Work task | All that should be output is the block of lines below from the line with "Annotation guideline: for every instance of the weathered" to the line with "Annotation guideline: for every instance of the apple", both included, exactly as written.

Data extract |

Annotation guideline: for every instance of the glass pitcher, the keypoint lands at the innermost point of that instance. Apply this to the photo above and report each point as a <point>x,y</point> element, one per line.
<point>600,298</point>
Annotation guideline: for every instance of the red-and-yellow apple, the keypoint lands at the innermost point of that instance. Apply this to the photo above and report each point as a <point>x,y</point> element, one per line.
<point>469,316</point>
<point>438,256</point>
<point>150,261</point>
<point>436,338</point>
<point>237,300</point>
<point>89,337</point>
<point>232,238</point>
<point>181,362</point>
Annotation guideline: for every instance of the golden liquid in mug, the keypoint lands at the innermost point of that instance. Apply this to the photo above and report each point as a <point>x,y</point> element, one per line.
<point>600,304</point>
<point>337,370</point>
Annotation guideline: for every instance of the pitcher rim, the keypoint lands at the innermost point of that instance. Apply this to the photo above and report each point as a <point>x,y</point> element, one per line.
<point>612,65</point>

==

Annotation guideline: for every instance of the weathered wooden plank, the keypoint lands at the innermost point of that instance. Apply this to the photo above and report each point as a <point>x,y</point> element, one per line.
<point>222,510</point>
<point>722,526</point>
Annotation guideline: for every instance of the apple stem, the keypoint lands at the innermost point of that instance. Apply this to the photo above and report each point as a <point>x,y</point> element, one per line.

---

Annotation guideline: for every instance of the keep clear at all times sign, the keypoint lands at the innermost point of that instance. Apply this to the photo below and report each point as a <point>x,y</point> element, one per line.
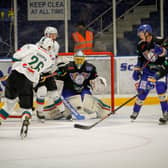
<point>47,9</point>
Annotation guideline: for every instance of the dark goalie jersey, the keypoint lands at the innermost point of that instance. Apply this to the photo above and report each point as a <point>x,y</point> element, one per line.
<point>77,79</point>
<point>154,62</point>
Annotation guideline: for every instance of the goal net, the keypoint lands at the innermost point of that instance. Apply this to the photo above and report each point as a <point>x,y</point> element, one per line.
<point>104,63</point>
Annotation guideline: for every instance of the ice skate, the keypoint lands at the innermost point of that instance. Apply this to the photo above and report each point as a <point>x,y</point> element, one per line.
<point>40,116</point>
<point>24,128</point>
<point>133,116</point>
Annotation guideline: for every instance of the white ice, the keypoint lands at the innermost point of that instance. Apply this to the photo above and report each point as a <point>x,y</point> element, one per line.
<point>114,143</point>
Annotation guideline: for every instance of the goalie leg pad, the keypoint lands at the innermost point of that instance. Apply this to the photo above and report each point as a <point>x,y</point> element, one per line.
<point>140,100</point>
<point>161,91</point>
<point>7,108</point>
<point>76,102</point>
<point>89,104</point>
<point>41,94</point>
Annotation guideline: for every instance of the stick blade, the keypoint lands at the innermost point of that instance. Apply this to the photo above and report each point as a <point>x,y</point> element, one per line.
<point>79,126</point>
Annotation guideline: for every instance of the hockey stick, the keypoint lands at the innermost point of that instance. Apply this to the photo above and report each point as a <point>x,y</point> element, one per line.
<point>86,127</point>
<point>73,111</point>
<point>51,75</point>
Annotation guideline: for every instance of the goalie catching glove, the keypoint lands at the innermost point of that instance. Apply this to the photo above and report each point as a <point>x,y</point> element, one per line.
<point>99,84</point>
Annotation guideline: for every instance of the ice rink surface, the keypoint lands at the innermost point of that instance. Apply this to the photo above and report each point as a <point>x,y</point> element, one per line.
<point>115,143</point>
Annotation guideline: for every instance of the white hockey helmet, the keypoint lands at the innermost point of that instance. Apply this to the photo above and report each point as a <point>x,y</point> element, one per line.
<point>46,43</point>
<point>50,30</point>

The completed task |
Annotation guideline: for every instance of the weathered wooden plank, the keypoint lands at the innermost point of that instance. Apply this to the photo above and report each point as a <point>x,y</point> element, one per line.
<point>222,510</point>
<point>722,526</point>
Annotation guideline: for every instance of the apple stem, the keypoint lands at the innermost point of that instance. Apply this to the photo above and report each point as a <point>x,y</point> element, one per line.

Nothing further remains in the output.